Write out, word for word, the portion of the article on the Apple shareholder vote that begins at the words "Jobs on Jan." and stops after "as many years.".

━━━━━ Page extract ━━━━━

Apple Shareholders Reject Steve Jobs Succession Plan
Annual meeting sees company stockholders vote down a call for a formal arrangement that would identify potential replacements if Jobs' health deteriorates further.
Shareholders of Apple on Wednesday voted down a plan that would have required the company to adopt a formal succession plan that would identify candidates to replace the ailing Steve Jobs as CEO if Jobs is unable to return to work.
The vote took place at Apple's annual meeting. Apple COO Tim Cook is currently filling the top spot at the iPad maker on an interim basis.
Apple shares have been under pressure after photos emerged last week that purported to show an emaciated Jobs entering a California cancer clinic for treatment. RadarOnline and The National Enquirer reported that Jobs is receiving care at the Stanford Cancer Center in Palo Alto. The Enquirer published photos of a frail-looking Jobs attending the clinic.
Two doctors who examined the photos for the tabloid but who have not personally treated the Apple CEO said Jobs' appearance indicates his condition is grave. Apple has not commented on the reports.
Jobs on Jan. 17 announced that he would take "a medical leave of absence so I can focus on my health." It's his second health-related hiatus in as many years.
Jobs did not disclose details about his condition. Speculation has ranged from a return of the pancreatic cancer Jobs was first diagnosed with in 2003, or complications from a liver transplant he secretly underwent in 2008.
Jobs in a statement said that he would remain CEO and continue to be involved in major strategic decisions.
"I have great confidence in that Tim and the rest of the executive management team will do a terrific job executing the exciting plans we have in place for 2011," said Jobs. "I love Apple so much and hope to be back as soon as I can," Jobs said.

━━━━━ Given entries ━━━━━

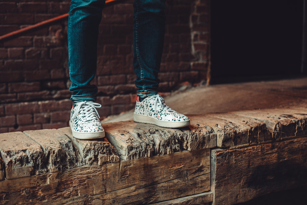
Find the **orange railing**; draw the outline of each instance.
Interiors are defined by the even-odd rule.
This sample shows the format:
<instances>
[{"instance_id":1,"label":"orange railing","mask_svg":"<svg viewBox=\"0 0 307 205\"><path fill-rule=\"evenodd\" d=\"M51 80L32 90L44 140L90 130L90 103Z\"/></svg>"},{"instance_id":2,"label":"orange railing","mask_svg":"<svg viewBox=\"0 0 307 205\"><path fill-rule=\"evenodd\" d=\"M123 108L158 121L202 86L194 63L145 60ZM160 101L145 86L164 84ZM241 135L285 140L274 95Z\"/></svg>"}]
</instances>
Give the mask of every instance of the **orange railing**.
<instances>
[{"instance_id":1,"label":"orange railing","mask_svg":"<svg viewBox=\"0 0 307 205\"><path fill-rule=\"evenodd\" d=\"M111 3L112 2L114 2L117 0L107 0L106 1L106 4L107 5L108 4ZM25 32L29 31L30 30L32 30L32 29L36 28L38 27L41 26L46 24L49 24L57 21L58 21L59 20L65 18L67 18L68 17L68 13L67 13L67 14L63 14L60 16L57 16L56 17L52 18L51 18L48 20L42 21L41 22L40 22L39 23L38 23L36 24L29 26L25 27L21 29L19 29L19 30L14 31L13 32L11 32L7 34L0 36L0 41L2 41L5 39L12 37L13 36L17 36L18 34L20 34Z\"/></svg>"}]
</instances>

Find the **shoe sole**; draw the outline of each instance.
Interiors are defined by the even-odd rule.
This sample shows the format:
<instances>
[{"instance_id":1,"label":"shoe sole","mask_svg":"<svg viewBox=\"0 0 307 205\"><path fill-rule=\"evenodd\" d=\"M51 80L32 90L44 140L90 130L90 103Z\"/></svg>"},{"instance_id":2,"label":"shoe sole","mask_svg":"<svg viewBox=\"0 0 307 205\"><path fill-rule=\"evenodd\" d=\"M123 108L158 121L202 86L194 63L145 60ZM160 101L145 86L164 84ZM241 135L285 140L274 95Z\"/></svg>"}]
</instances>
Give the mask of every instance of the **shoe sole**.
<instances>
[{"instance_id":1,"label":"shoe sole","mask_svg":"<svg viewBox=\"0 0 307 205\"><path fill-rule=\"evenodd\" d=\"M72 136L75 138L79 140L92 140L104 137L104 130L102 131L99 131L92 132L75 132L72 129L72 123L69 120L69 126L72 132Z\"/></svg>"},{"instance_id":2,"label":"shoe sole","mask_svg":"<svg viewBox=\"0 0 307 205\"><path fill-rule=\"evenodd\" d=\"M133 120L136 122L141 122L147 124L155 124L159 127L169 128L176 128L190 125L190 120L184 121L172 122L164 121L150 116L143 115L135 113L133 114Z\"/></svg>"}]
</instances>

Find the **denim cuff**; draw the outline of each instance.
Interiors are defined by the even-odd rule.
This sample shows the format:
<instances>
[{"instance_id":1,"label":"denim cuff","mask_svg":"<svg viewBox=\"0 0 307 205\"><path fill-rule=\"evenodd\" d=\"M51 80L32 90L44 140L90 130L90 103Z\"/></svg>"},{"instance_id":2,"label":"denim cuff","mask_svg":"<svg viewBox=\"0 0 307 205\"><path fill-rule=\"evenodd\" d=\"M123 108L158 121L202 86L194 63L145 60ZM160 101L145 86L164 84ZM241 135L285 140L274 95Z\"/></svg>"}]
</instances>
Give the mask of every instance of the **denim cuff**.
<instances>
[{"instance_id":1,"label":"denim cuff","mask_svg":"<svg viewBox=\"0 0 307 205\"><path fill-rule=\"evenodd\" d=\"M96 102L97 97L95 95L72 95L70 97L70 99L73 103L79 102L82 101L91 101Z\"/></svg>"},{"instance_id":2,"label":"denim cuff","mask_svg":"<svg viewBox=\"0 0 307 205\"><path fill-rule=\"evenodd\" d=\"M137 96L145 98L151 95L156 95L158 94L157 90L138 90L136 92Z\"/></svg>"}]
</instances>

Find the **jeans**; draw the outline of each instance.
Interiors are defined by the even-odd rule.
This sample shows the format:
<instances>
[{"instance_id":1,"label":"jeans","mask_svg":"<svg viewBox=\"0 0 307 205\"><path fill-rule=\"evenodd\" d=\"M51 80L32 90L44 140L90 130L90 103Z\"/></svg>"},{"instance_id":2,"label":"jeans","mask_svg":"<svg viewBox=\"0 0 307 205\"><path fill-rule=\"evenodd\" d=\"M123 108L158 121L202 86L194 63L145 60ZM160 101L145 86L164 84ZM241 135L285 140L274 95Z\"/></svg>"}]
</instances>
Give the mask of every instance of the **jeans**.
<instances>
[{"instance_id":1,"label":"jeans","mask_svg":"<svg viewBox=\"0 0 307 205\"><path fill-rule=\"evenodd\" d=\"M98 27L104 0L72 0L68 20L68 67L74 102L95 101L91 85L96 73ZM165 0L135 0L133 4L133 66L138 96L157 93L163 49Z\"/></svg>"}]
</instances>

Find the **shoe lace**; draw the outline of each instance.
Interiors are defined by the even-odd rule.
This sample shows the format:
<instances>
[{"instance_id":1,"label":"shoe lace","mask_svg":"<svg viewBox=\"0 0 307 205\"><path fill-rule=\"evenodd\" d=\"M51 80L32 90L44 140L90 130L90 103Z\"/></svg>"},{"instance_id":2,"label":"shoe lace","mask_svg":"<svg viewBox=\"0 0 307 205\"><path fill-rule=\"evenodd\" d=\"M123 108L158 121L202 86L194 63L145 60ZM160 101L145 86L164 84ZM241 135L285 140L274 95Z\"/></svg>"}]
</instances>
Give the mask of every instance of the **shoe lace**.
<instances>
[{"instance_id":1,"label":"shoe lace","mask_svg":"<svg viewBox=\"0 0 307 205\"><path fill-rule=\"evenodd\" d=\"M159 94L150 96L149 97L149 98L148 99L148 100L151 100L152 99L154 99L154 108L155 111L158 111L160 109L164 110L169 112L172 112L175 111L175 110L172 109L171 108L166 105L164 102L164 99ZM157 109L157 105L159 104L160 104L161 105L161 107Z\"/></svg>"},{"instance_id":2,"label":"shoe lace","mask_svg":"<svg viewBox=\"0 0 307 205\"><path fill-rule=\"evenodd\" d=\"M83 120L86 122L96 119L96 114L98 118L100 118L96 108L101 107L101 105L93 102L84 101L77 103L75 108L76 110L72 117L74 119L80 114L84 116Z\"/></svg>"}]
</instances>

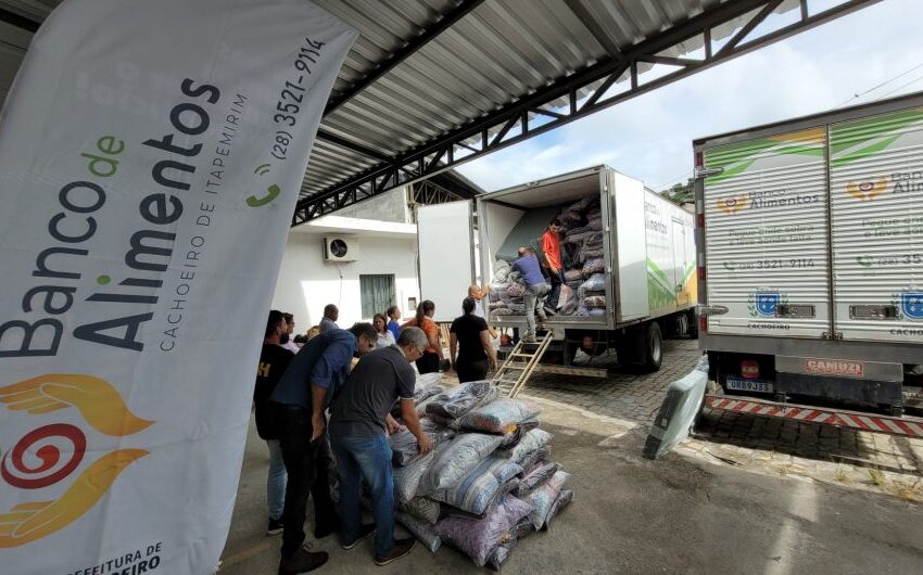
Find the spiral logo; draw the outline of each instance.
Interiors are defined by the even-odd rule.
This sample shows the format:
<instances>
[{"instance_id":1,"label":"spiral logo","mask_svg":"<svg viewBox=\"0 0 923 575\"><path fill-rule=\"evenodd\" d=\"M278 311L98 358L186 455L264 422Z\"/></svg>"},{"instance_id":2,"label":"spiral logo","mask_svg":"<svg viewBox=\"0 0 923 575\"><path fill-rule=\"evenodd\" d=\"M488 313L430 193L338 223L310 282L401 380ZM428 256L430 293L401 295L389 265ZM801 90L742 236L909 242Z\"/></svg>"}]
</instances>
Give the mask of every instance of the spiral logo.
<instances>
[{"instance_id":1,"label":"spiral logo","mask_svg":"<svg viewBox=\"0 0 923 575\"><path fill-rule=\"evenodd\" d=\"M13 487L48 487L69 475L86 450L87 437L79 429L66 423L46 425L26 434L3 456L0 476Z\"/></svg>"}]
</instances>

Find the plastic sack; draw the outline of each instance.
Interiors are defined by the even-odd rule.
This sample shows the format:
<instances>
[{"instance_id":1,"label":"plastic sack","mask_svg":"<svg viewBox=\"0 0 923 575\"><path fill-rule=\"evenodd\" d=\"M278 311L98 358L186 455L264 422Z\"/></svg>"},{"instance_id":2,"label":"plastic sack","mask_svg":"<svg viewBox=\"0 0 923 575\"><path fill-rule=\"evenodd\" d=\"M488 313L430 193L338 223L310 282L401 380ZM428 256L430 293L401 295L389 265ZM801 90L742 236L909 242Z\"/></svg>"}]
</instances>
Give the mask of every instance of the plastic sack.
<instances>
[{"instance_id":1,"label":"plastic sack","mask_svg":"<svg viewBox=\"0 0 923 575\"><path fill-rule=\"evenodd\" d=\"M423 544L423 547L429 549L431 553L435 553L442 547L442 539L435 534L432 525L427 525L422 521L400 511L394 514L394 519Z\"/></svg>"},{"instance_id":2,"label":"plastic sack","mask_svg":"<svg viewBox=\"0 0 923 575\"><path fill-rule=\"evenodd\" d=\"M468 411L459 423L466 430L506 434L515 432L519 423L534 420L541 412L542 408L531 399L503 397Z\"/></svg>"},{"instance_id":3,"label":"plastic sack","mask_svg":"<svg viewBox=\"0 0 923 575\"><path fill-rule=\"evenodd\" d=\"M513 282L506 288L506 295L510 297L522 297L526 295L526 285L519 282Z\"/></svg>"},{"instance_id":4,"label":"plastic sack","mask_svg":"<svg viewBox=\"0 0 923 575\"><path fill-rule=\"evenodd\" d=\"M435 459L419 481L418 494L429 495L455 487L469 471L493 453L501 442L503 437L483 433L456 435L440 446Z\"/></svg>"},{"instance_id":5,"label":"plastic sack","mask_svg":"<svg viewBox=\"0 0 923 575\"><path fill-rule=\"evenodd\" d=\"M560 471L560 463L540 463L526 472L513 491L516 497L526 497L551 480Z\"/></svg>"},{"instance_id":6,"label":"plastic sack","mask_svg":"<svg viewBox=\"0 0 923 575\"><path fill-rule=\"evenodd\" d=\"M552 457L552 446L546 445L541 449L535 449L526 453L522 461L519 462L522 469L532 469L535 464L547 461Z\"/></svg>"},{"instance_id":7,"label":"plastic sack","mask_svg":"<svg viewBox=\"0 0 923 575\"><path fill-rule=\"evenodd\" d=\"M602 292L606 289L606 276L594 273L580 288L587 292Z\"/></svg>"},{"instance_id":8,"label":"plastic sack","mask_svg":"<svg viewBox=\"0 0 923 575\"><path fill-rule=\"evenodd\" d=\"M606 269L606 261L602 258L598 259L587 259L585 264L583 264L583 274L591 276L593 273L600 273ZM592 278L591 278L592 279ZM583 285L586 285L585 283ZM599 290L600 288L587 288L587 290Z\"/></svg>"},{"instance_id":9,"label":"plastic sack","mask_svg":"<svg viewBox=\"0 0 923 575\"><path fill-rule=\"evenodd\" d=\"M500 457L489 457L465 475L455 487L432 494L437 501L482 515L497 498L505 495L510 480L522 472L518 464Z\"/></svg>"},{"instance_id":10,"label":"plastic sack","mask_svg":"<svg viewBox=\"0 0 923 575\"><path fill-rule=\"evenodd\" d=\"M571 501L573 501L573 491L570 489L561 489L557 499L555 499L555 502L552 503L552 509L548 510L548 516L545 518L546 529L551 525L552 519L554 519L554 516Z\"/></svg>"},{"instance_id":11,"label":"plastic sack","mask_svg":"<svg viewBox=\"0 0 923 575\"><path fill-rule=\"evenodd\" d=\"M506 496L484 519L450 515L435 524L435 533L482 567L491 553L509 538L510 527L531 511L532 507L527 502Z\"/></svg>"},{"instance_id":12,"label":"plastic sack","mask_svg":"<svg viewBox=\"0 0 923 575\"><path fill-rule=\"evenodd\" d=\"M431 420L420 421L422 432L432 440L433 447L455 437L455 430L443 427ZM419 459L417 437L410 430L402 430L388 438L391 443L391 459L395 465L407 465Z\"/></svg>"},{"instance_id":13,"label":"plastic sack","mask_svg":"<svg viewBox=\"0 0 923 575\"><path fill-rule=\"evenodd\" d=\"M467 382L439 394L427 406L427 413L446 419L458 419L468 411L496 399L496 386L486 380Z\"/></svg>"},{"instance_id":14,"label":"plastic sack","mask_svg":"<svg viewBox=\"0 0 923 575\"><path fill-rule=\"evenodd\" d=\"M558 498L558 494L569 478L570 473L566 471L558 471L551 480L546 481L538 489L522 498L523 501L532 506L529 519L532 521L532 526L535 527L535 531L541 529L545 524L548 511L552 510L555 499Z\"/></svg>"},{"instance_id":15,"label":"plastic sack","mask_svg":"<svg viewBox=\"0 0 923 575\"><path fill-rule=\"evenodd\" d=\"M551 433L545 430L532 430L526 434L526 437L523 437L516 447L497 451L497 455L521 465L529 453L545 447L549 443L552 443Z\"/></svg>"},{"instance_id":16,"label":"plastic sack","mask_svg":"<svg viewBox=\"0 0 923 575\"><path fill-rule=\"evenodd\" d=\"M442 515L442 506L439 501L426 497L414 497L406 503L397 501L397 509L429 525L435 525Z\"/></svg>"}]
</instances>

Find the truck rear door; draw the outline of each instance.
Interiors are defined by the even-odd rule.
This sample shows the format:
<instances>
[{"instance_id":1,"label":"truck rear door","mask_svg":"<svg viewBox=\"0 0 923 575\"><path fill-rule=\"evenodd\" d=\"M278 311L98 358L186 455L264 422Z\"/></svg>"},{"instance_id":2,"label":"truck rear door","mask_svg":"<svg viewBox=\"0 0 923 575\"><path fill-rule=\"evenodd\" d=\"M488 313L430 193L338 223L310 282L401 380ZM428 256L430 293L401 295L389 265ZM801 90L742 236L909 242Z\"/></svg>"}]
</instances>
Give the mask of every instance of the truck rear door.
<instances>
[{"instance_id":1,"label":"truck rear door","mask_svg":"<svg viewBox=\"0 0 923 575\"><path fill-rule=\"evenodd\" d=\"M706 148L706 290L717 334L830 331L824 128Z\"/></svg>"},{"instance_id":2,"label":"truck rear door","mask_svg":"<svg viewBox=\"0 0 923 575\"><path fill-rule=\"evenodd\" d=\"M923 342L923 108L830 128L835 332Z\"/></svg>"},{"instance_id":3,"label":"truck rear door","mask_svg":"<svg viewBox=\"0 0 923 575\"><path fill-rule=\"evenodd\" d=\"M462 315L462 299L475 282L475 225L471 202L417 209L420 297L435 304L435 321Z\"/></svg>"}]
</instances>

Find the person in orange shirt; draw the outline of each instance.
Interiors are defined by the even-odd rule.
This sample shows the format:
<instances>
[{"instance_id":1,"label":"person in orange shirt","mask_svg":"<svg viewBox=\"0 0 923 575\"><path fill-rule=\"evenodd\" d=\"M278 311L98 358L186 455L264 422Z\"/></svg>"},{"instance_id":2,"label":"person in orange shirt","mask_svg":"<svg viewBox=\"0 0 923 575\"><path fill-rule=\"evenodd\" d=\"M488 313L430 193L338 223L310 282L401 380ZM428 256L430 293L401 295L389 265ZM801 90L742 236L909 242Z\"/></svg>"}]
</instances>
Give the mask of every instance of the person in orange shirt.
<instances>
[{"instance_id":1,"label":"person in orange shirt","mask_svg":"<svg viewBox=\"0 0 923 575\"><path fill-rule=\"evenodd\" d=\"M435 314L435 304L429 299L423 299L417 306L417 315L414 319L405 321L401 329L410 327L419 328L427 334L427 348L423 349L423 355L415 361L417 371L420 375L423 373L435 373L439 371L439 365L442 362L442 345L439 343L439 325L432 320Z\"/></svg>"},{"instance_id":2,"label":"person in orange shirt","mask_svg":"<svg viewBox=\"0 0 923 575\"><path fill-rule=\"evenodd\" d=\"M542 254L544 255L542 267L548 274L552 284L552 293L545 305L545 310L554 314L558 308L560 286L564 283L564 267L560 258L560 220L555 218L548 223L545 233L542 234Z\"/></svg>"}]
</instances>

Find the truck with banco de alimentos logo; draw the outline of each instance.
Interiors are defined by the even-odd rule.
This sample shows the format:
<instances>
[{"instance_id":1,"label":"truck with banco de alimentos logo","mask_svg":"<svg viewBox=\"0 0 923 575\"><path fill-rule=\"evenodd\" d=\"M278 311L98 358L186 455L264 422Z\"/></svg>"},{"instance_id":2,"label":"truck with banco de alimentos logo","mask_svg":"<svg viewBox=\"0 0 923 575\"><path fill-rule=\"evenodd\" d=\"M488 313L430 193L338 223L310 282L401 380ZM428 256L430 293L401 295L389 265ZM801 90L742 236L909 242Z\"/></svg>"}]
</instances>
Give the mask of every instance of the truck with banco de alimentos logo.
<instances>
[{"instance_id":1,"label":"truck with banco de alimentos logo","mask_svg":"<svg viewBox=\"0 0 923 575\"><path fill-rule=\"evenodd\" d=\"M723 393L923 406L923 93L693 145L699 342Z\"/></svg>"}]
</instances>

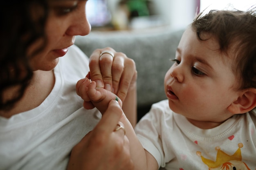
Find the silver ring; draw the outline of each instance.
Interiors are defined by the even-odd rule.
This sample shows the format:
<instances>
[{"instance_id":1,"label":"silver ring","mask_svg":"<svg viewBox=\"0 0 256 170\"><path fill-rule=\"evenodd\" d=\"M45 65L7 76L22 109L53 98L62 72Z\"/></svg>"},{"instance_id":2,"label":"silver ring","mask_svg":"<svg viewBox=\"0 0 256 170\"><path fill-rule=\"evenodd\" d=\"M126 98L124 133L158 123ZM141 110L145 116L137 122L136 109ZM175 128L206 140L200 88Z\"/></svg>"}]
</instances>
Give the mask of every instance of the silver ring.
<instances>
[{"instance_id":1,"label":"silver ring","mask_svg":"<svg viewBox=\"0 0 256 170\"><path fill-rule=\"evenodd\" d=\"M124 130L124 135L125 135L125 129L124 129L124 127L123 125L121 125L119 124L117 124L117 126L119 126L119 127L114 130L114 131L115 132L116 131L117 131L121 129L123 130Z\"/></svg>"},{"instance_id":2,"label":"silver ring","mask_svg":"<svg viewBox=\"0 0 256 170\"><path fill-rule=\"evenodd\" d=\"M102 52L101 53L101 55L99 55L100 57L101 57L101 55L103 55L103 54L105 54L105 53L108 53L108 54L109 54L110 55L111 55L111 56L112 56L112 57L113 57L113 58L114 58L114 53L112 53L111 51L104 51Z\"/></svg>"}]
</instances>

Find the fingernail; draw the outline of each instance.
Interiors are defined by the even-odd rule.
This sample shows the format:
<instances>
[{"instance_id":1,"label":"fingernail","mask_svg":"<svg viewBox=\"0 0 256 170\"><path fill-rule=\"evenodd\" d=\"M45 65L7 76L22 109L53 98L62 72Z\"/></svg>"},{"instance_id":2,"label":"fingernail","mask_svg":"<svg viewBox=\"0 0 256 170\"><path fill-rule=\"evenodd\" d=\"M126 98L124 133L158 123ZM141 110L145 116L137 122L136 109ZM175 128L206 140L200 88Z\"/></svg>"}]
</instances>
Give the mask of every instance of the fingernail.
<instances>
[{"instance_id":1,"label":"fingernail","mask_svg":"<svg viewBox=\"0 0 256 170\"><path fill-rule=\"evenodd\" d=\"M117 100L112 100L111 102L115 102L116 104L118 105L118 106L120 107L120 105L119 104L119 103L118 103L118 102L117 102Z\"/></svg>"},{"instance_id":2,"label":"fingernail","mask_svg":"<svg viewBox=\"0 0 256 170\"><path fill-rule=\"evenodd\" d=\"M111 91L111 86L109 84L106 84L105 85L105 89L108 90L108 91Z\"/></svg>"},{"instance_id":3,"label":"fingernail","mask_svg":"<svg viewBox=\"0 0 256 170\"><path fill-rule=\"evenodd\" d=\"M103 84L102 83L102 82L101 82L101 81L97 80L96 82L96 86L97 87L102 88L102 87L104 87L104 86L103 86Z\"/></svg>"}]
</instances>

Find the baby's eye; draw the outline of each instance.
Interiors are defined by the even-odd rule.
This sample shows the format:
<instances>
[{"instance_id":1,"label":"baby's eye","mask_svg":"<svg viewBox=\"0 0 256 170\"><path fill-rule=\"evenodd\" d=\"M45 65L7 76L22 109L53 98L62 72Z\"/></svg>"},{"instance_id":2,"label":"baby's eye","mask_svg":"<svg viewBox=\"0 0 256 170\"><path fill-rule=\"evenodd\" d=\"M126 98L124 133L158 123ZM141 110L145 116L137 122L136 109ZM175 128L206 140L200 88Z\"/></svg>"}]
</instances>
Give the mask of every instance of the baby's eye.
<instances>
[{"instance_id":1,"label":"baby's eye","mask_svg":"<svg viewBox=\"0 0 256 170\"><path fill-rule=\"evenodd\" d=\"M171 60L171 61L173 61L173 62L175 62L176 63L176 64L180 64L180 61L178 60L177 59Z\"/></svg>"},{"instance_id":2,"label":"baby's eye","mask_svg":"<svg viewBox=\"0 0 256 170\"><path fill-rule=\"evenodd\" d=\"M195 67L192 67L192 71L193 73L195 75L202 76L205 75L204 73L200 71L200 70L198 70L197 68L196 68Z\"/></svg>"}]
</instances>

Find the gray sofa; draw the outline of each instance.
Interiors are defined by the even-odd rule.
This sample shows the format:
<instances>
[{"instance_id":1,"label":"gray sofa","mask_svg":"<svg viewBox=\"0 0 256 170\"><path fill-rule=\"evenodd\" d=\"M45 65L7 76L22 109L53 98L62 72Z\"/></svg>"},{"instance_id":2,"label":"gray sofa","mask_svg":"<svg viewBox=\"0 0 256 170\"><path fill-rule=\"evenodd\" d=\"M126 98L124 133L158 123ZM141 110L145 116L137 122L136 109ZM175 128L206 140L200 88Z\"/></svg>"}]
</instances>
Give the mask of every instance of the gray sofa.
<instances>
[{"instance_id":1,"label":"gray sofa","mask_svg":"<svg viewBox=\"0 0 256 170\"><path fill-rule=\"evenodd\" d=\"M166 99L164 79L175 57L184 30L92 31L76 37L75 44L90 56L97 48L110 46L132 58L138 72L137 104L139 119L155 102Z\"/></svg>"}]
</instances>

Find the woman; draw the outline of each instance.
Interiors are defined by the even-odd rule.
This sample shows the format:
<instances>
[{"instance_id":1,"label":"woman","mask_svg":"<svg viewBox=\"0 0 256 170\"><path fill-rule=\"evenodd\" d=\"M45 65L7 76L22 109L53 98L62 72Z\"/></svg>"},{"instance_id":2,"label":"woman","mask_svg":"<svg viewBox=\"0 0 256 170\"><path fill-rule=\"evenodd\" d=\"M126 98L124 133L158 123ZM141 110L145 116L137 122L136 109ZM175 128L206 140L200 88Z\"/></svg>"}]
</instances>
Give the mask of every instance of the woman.
<instances>
[{"instance_id":1,"label":"woman","mask_svg":"<svg viewBox=\"0 0 256 170\"><path fill-rule=\"evenodd\" d=\"M132 169L129 141L115 130L119 105L111 101L101 118L76 94L87 75L136 122L134 62L110 48L89 61L72 46L90 31L87 1L12 1L0 11L0 169Z\"/></svg>"}]
</instances>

━━━━━

The answer:
Jobs on Jan. 17 announced that he would take "a medical leave of absence so I can focus on my health." It's his second health-related hiatus in as many years.